Given text —
########################################


  2. “He has ensured the most diverse administration in some time …” Diversity for the sake of diversity does not matter as much as capability to get the job done. Only time will tell on that score.

    “He walked the talk in terms of the importance of teachers of color as a means to close the state’s shameful achievement gap by proposing legislation that would do just that.” Where is the effort to get to the real cause of the achievement gap? Is it simply the race of the teachers, or might it have more to do with the students’ parents?

    “… he worked his networks to secure a $100 million investment from the Dalio Foundation to support Connecticut educators and students.” While VERY laudable, that $100M will disappear in a heartbeat into black hole of education funding, and its dispersal will hardly, if at all, be noticed in raising the achievement gap.

  3. (Edited/rewritten — from below)
    Lamont is a clueless imitator who doesn’t know how to marry assets to need… He neglects developmental space and the labor/transportation options of underdeveloped cities, such as (especially…) Bridgdeport and Waterbury, and instead looks to overcrowded, transit-compromised Stamford, and totally dysfunctional Hartford, because of Gold Coast, hegemony-facilitated tax-base greed, and political action proximity, respectively, in these cases, and to dysfunctional New Haven because of Yale’s presence and ability to raise his political profile… Ned Lamont is approaching Connecticut with a politically-jaundiced, regionally-prejudiced eye, and is displaying economic -development cluelessness in regard to the state as a whole, otherwise… Lamont is just Malloy $ and a smile, and with an abundance of political and social naivete. His economic development policies aren’t even recognizable as such, and it can be observed that he is displaying perseverative behavior, with respect to maintaining Dan Malloy’s policy of rebuilding Connecticut’s economic base on a foundation of ill-considered, regional-preference quicksand. It’s already time for a change in the governor’s office… If we’re lucky, maybe he’ll commit political suicide and try to run against Blumenthal for his senate seat in 2020…

  4. In thinking about the achievement gap locally, it is useful to consider national trends in average test performance for students who take an internationally recognized test, such as the SAT, for example.

########################################

Data entries:
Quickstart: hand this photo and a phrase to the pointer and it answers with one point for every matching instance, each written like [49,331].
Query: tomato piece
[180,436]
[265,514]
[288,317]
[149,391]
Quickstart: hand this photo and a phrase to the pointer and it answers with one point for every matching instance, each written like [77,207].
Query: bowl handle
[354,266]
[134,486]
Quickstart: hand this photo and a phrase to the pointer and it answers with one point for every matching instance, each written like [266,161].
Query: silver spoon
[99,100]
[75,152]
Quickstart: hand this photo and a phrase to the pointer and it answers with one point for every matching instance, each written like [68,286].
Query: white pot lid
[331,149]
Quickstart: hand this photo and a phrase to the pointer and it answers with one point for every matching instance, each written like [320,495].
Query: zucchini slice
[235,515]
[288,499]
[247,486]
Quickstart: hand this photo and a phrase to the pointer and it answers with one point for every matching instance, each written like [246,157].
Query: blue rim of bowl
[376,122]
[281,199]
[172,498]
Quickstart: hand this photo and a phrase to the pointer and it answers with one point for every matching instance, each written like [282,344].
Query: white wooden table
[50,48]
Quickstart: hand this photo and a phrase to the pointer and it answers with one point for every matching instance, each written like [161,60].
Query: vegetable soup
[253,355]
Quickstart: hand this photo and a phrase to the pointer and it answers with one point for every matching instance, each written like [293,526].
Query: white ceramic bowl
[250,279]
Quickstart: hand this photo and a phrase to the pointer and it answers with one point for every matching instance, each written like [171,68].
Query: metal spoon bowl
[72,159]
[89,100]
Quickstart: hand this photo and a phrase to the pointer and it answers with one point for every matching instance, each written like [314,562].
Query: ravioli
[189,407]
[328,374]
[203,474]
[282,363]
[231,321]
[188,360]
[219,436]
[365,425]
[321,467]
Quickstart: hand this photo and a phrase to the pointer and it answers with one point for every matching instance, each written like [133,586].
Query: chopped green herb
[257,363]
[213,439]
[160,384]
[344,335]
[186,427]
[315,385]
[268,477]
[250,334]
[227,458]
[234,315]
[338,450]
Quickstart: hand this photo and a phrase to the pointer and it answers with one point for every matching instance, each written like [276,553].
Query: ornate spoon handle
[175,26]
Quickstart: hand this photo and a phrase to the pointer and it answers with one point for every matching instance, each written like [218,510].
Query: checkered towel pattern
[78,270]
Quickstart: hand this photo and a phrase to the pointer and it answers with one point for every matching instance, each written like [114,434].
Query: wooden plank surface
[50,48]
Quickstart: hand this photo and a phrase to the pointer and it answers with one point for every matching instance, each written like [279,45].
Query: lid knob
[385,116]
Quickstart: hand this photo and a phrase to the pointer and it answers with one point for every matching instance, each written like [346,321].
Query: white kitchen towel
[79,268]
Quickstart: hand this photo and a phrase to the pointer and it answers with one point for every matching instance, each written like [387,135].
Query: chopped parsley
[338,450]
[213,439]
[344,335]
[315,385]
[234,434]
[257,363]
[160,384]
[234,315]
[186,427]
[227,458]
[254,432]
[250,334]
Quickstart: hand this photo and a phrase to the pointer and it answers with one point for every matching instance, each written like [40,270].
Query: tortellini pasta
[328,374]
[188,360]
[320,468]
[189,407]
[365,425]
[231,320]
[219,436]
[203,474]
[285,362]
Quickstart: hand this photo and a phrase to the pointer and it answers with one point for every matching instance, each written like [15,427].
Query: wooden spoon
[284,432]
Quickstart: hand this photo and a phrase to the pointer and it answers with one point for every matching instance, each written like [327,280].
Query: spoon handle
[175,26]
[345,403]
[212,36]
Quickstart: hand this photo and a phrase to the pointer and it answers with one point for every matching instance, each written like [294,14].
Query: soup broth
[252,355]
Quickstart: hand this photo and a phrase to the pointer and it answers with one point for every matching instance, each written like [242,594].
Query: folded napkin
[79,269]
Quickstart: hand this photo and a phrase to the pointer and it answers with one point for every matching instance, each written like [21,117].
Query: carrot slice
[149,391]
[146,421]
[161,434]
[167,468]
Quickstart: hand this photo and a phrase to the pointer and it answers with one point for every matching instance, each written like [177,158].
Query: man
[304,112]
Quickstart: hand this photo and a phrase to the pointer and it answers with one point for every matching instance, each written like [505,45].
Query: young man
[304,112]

########################################

What the task asks — According to the comments on Ned Lamont, how large was the investment he secured for Connecticut educators and students, and from which foundation?

Solved problem — $100 million from the Dalio Foundation.